_Given text_
_____

But the A$AP brotherhood mentally keeps everything Rocky puts out on point. The guest verses by other A$AP members are all constructive (excepting, perhaps, Ferg’s questionable lines on “Kissin’ Pink“), the beats are staggeringly good and the producers always get their credits and their shout-outs. Rocky has made it evident that even though “the only thing bigger than [his] ego is [his] mirror” (on “Wassup”–another stand-out), his music is about something more than the material–even if, ironically, that’s all he raps about.
The thing is that everything on LiveLoveA$AP is what he and A$AP have been through. It’s simply factual. The drugs abuse is what it is they do together – this isn’t empty bluster. “I’m sick and tired of your facade and all of your lying and all your diamonds”, he raps on “Leaf” before claiming “I’m a down to Earth nigga, we could kick it.” Rocky’s flaws are honest ones and he has the personality to turn them into something worth listening to. He’s trying to make good music, plain and simple. It’s worth noting that he’s come out full-force against homophobia recently, further separating himself from the expected in hip-hop culture.

_____

_Supplied information_
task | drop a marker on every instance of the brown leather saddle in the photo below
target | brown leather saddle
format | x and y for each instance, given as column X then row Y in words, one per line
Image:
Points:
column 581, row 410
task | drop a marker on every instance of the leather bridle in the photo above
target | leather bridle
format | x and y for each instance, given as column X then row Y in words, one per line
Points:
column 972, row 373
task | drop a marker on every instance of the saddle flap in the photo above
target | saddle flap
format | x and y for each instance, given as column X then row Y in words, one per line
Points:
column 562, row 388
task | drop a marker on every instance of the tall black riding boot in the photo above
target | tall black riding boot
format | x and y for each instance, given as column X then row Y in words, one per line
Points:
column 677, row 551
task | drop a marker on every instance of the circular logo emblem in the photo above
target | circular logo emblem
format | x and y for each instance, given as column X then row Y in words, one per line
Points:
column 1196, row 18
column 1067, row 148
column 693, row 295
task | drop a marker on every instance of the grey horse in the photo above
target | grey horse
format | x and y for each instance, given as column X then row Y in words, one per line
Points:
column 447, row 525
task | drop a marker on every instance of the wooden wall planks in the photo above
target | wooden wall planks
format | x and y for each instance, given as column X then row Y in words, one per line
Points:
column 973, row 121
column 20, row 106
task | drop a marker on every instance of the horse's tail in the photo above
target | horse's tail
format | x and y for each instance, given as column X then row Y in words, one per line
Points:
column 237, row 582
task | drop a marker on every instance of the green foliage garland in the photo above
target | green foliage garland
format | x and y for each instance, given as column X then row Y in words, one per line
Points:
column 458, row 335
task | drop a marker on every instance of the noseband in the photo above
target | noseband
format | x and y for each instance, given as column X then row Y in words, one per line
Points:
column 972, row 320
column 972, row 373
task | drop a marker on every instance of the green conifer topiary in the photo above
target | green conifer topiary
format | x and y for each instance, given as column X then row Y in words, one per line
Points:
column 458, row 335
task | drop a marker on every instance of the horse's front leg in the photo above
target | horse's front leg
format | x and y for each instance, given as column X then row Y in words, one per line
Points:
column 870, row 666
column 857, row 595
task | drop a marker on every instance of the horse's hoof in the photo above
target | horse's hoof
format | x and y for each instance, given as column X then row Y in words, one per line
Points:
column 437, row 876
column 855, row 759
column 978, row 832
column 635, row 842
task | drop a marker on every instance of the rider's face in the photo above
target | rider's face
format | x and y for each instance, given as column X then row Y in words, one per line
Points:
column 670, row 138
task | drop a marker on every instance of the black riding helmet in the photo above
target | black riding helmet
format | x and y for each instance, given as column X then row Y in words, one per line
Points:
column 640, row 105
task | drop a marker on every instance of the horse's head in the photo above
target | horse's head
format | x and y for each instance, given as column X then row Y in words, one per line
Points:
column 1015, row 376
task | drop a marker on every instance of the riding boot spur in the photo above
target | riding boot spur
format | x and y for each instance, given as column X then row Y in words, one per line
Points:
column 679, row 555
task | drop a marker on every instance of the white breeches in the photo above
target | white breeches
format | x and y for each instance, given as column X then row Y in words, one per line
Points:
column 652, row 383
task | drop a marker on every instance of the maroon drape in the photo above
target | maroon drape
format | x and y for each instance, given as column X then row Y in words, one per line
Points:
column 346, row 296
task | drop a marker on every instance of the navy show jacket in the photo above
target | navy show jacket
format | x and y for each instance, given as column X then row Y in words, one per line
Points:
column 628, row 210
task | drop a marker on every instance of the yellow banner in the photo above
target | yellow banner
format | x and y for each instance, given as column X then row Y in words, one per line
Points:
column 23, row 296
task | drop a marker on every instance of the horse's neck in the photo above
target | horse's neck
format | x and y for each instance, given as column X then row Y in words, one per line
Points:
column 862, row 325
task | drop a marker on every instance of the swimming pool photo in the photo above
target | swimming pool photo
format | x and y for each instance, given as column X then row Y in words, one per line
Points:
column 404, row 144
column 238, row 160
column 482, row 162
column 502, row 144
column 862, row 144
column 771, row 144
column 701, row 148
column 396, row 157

_____

_What is required_
Decide whether each statement agrees with the text on LiveLoveA$AP, answering yes or no and quoting the deciding words: 1. Ferg's lines on "Kissin' Pink" are called into question. 2. The producers go without credit. 3. The drug use described is only empty bluster. The items play no part in this work.

_Finished exercise_
1. Yes: "Ferg’s questionable lines"
2. No: "the producers always get their credits and their shout-outs"
3. No: "this isn’t empty bluster"